### Task to carry out
Where an entry holds an image, leave the image out; otherwise reproduce the entry exactly.

Natural language region descriptions
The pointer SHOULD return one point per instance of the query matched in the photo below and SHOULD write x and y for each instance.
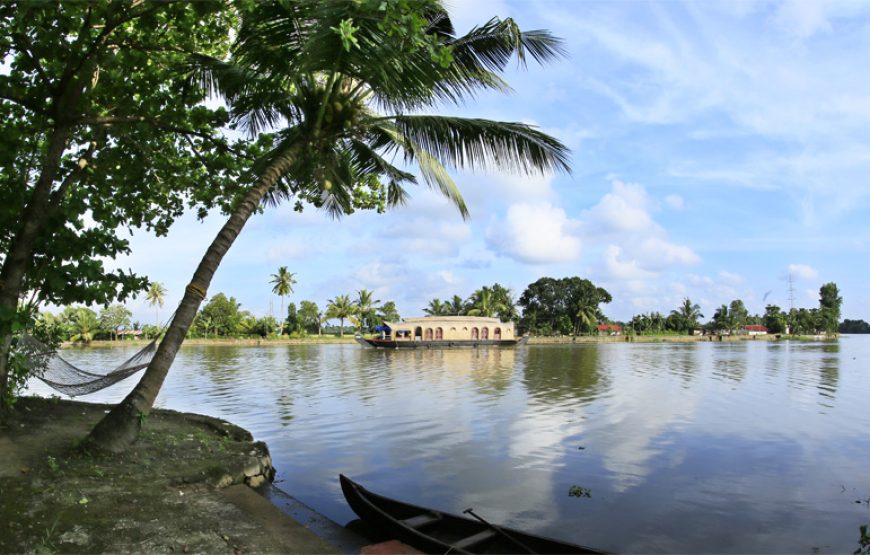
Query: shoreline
(191, 483)
(533, 340)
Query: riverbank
(184, 487)
(534, 340)
(673, 338)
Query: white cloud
(657, 252)
(674, 202)
(624, 209)
(534, 233)
(289, 249)
(624, 270)
(802, 271)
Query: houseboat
(440, 332)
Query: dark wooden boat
(434, 531)
(439, 344)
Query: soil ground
(180, 489)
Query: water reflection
(553, 374)
(706, 447)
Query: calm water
(683, 448)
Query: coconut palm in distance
(341, 307)
(346, 82)
(155, 296)
(688, 314)
(366, 309)
(283, 282)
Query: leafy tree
(686, 316)
(223, 313)
(293, 324)
(95, 105)
(854, 326)
(738, 315)
(84, 326)
(565, 306)
(366, 310)
(486, 302)
(721, 319)
(115, 317)
(155, 296)
(435, 308)
(283, 283)
(203, 324)
(310, 317)
(830, 303)
(456, 306)
(321, 69)
(388, 313)
(774, 319)
(507, 305)
(341, 307)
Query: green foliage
(388, 313)
(343, 308)
(309, 317)
(366, 310)
(222, 315)
(830, 303)
(84, 326)
(115, 318)
(562, 306)
(774, 319)
(854, 326)
(24, 360)
(128, 119)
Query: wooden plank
(471, 541)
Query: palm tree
(155, 296)
(435, 308)
(84, 326)
(587, 315)
(341, 307)
(688, 314)
(366, 308)
(321, 69)
(456, 306)
(284, 283)
(484, 302)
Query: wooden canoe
(433, 531)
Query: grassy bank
(534, 340)
(183, 487)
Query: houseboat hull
(440, 344)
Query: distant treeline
(549, 306)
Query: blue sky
(717, 148)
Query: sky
(719, 151)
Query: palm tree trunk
(120, 428)
(38, 209)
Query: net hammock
(45, 364)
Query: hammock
(63, 376)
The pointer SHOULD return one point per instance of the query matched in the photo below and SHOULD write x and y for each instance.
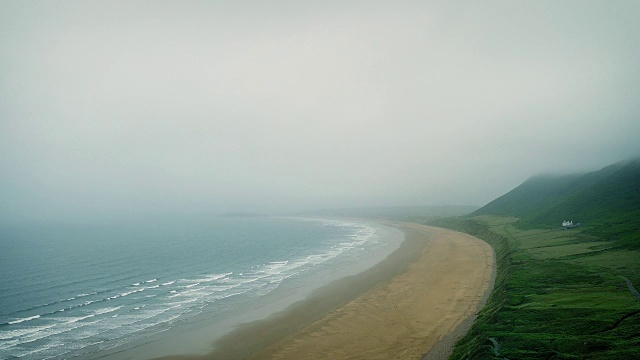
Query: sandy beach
(417, 302)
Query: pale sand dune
(419, 300)
(402, 318)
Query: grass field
(559, 294)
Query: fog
(127, 109)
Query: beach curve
(417, 302)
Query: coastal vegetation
(560, 293)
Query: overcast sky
(134, 107)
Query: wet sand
(419, 300)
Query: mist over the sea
(124, 110)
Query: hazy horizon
(121, 109)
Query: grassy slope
(558, 295)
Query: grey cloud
(133, 108)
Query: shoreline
(417, 302)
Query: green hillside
(560, 294)
(606, 202)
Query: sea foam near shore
(90, 290)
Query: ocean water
(79, 291)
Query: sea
(86, 291)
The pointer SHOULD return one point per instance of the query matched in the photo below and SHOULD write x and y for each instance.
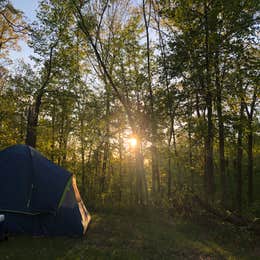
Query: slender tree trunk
(32, 121)
(106, 148)
(239, 160)
(250, 162)
(190, 146)
(221, 134)
(209, 172)
(82, 148)
(155, 166)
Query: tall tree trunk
(32, 120)
(155, 166)
(221, 135)
(190, 146)
(209, 170)
(34, 110)
(250, 162)
(239, 160)
(106, 148)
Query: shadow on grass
(141, 234)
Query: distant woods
(179, 78)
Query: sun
(133, 142)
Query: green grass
(141, 234)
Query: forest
(154, 106)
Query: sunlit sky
(28, 7)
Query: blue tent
(37, 196)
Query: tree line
(180, 78)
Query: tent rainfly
(38, 197)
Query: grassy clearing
(146, 234)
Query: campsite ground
(140, 234)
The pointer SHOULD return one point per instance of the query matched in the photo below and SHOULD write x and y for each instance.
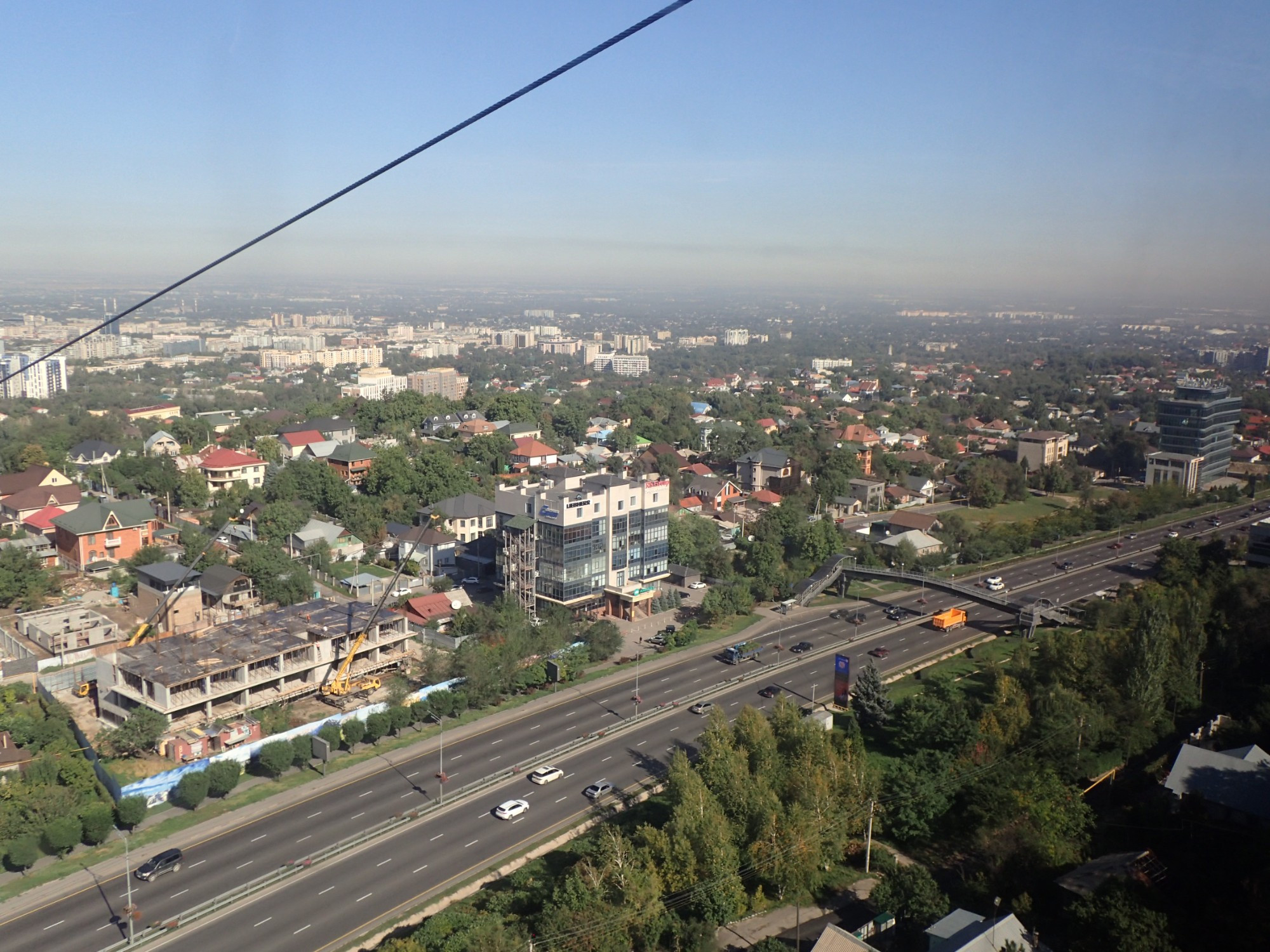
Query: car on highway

### Exercise result
The pointer SHOULD return one point per instance of the query matched in the photo below and SHOULD write x and y for each instance.
Query: shoreline
(191, 483)
(533, 340)
Query: riverbank
(184, 487)
(534, 340)
(673, 338)
Query: white cloud
(657, 252)
(674, 202)
(624, 209)
(534, 233)
(289, 249)
(624, 270)
(802, 271)
Query: houseboat
(440, 332)
Query: dark wooden boat
(434, 531)
(439, 344)
Query: soil ground
(180, 489)
Query: water reflection
(553, 374)
(706, 447)
Query: calm water
(683, 448)
Query: coconut palm in distance
(341, 307)
(346, 82)
(155, 296)
(688, 314)
(366, 309)
(283, 282)
Query: leafy tree
(686, 316)
(223, 313)
(293, 324)
(95, 105)
(854, 326)
(738, 315)
(84, 326)
(565, 306)
(366, 310)
(486, 302)
(721, 319)
(115, 317)
(155, 296)
(435, 308)
(283, 283)
(203, 324)
(310, 317)
(830, 303)
(456, 306)
(321, 69)
(388, 313)
(774, 319)
(507, 305)
(341, 307)
Query: green foliage
(388, 313)
(343, 308)
(309, 317)
(366, 310)
(222, 315)
(830, 303)
(84, 326)
(115, 318)
(562, 306)
(774, 319)
(854, 326)
(24, 360)
(128, 119)
Query: wooden plank
(471, 541)
Query: palm tree
(155, 296)
(435, 308)
(84, 326)
(587, 315)
(341, 307)
(688, 314)
(366, 308)
(321, 69)
(456, 306)
(284, 283)
(484, 302)
Query: wooden canoe
(433, 531)
Query: grassy bank
(534, 340)
(183, 487)
Query: houseboat hull
(440, 344)
Query: distant treeline
(549, 306)
Query: blue sky
(717, 148)
Query: sky
(719, 151)
Query: palm tree trunk
(120, 428)
(38, 209)
Query: net hammock
(45, 364)
Query: hammock
(63, 376)
The pointer SHOULD return one point per instance of the query matched in the photo below and SHOULD write x and y for each instance.
Query: sandy beach
(417, 302)
Query: pale sand dune
(419, 300)
(402, 318)
Query: grass field
(559, 294)
Query: fog
(127, 109)
Query: beach curve
(417, 302)
Query: coastal vegetation
(560, 293)
Query: overcast sky
(134, 107)
Query: wet sand
(419, 300)
Query: mist over the sea
(124, 110)
Query: hazy horizon
(121, 109)
Query: grassy slope
(558, 295)
Query: grey cloud
(133, 108)
Query: shoreline
(417, 302)
Query: green hillside
(560, 294)
(606, 202)
Query: sea foam near shore
(90, 290)
Query: ocean water
(79, 291)
Query: sea
(86, 291)
The pointer SHOULD return one point per instance of the query matched in the photo below and SHOULD write x and y for each instance.
Query: slender tree trunk
(32, 121)
(106, 148)
(239, 160)
(250, 162)
(190, 146)
(221, 134)
(209, 172)
(82, 148)
(155, 166)
Query: tall tree trunk
(32, 120)
(155, 166)
(221, 135)
(190, 146)
(209, 170)
(34, 110)
(250, 162)
(239, 160)
(106, 148)
Query: shadow on grass
(141, 234)
Query: distant woods
(179, 78)
Query: sun
(133, 142)
Query: green grass
(141, 234)
Query: forest
(154, 106)
Query: sunlit sky
(28, 7)
Query: blue tent
(37, 196)
Query: tree line
(180, 78)
Query: tent rainfly
(38, 197)
Query: grassy clearing
(146, 234)
Query: campsite ground
(140, 234)
The pointer SHOULD return one point per instance of the query matched in the photo below and SHOULD write x and y for each instance.
Query: car on highway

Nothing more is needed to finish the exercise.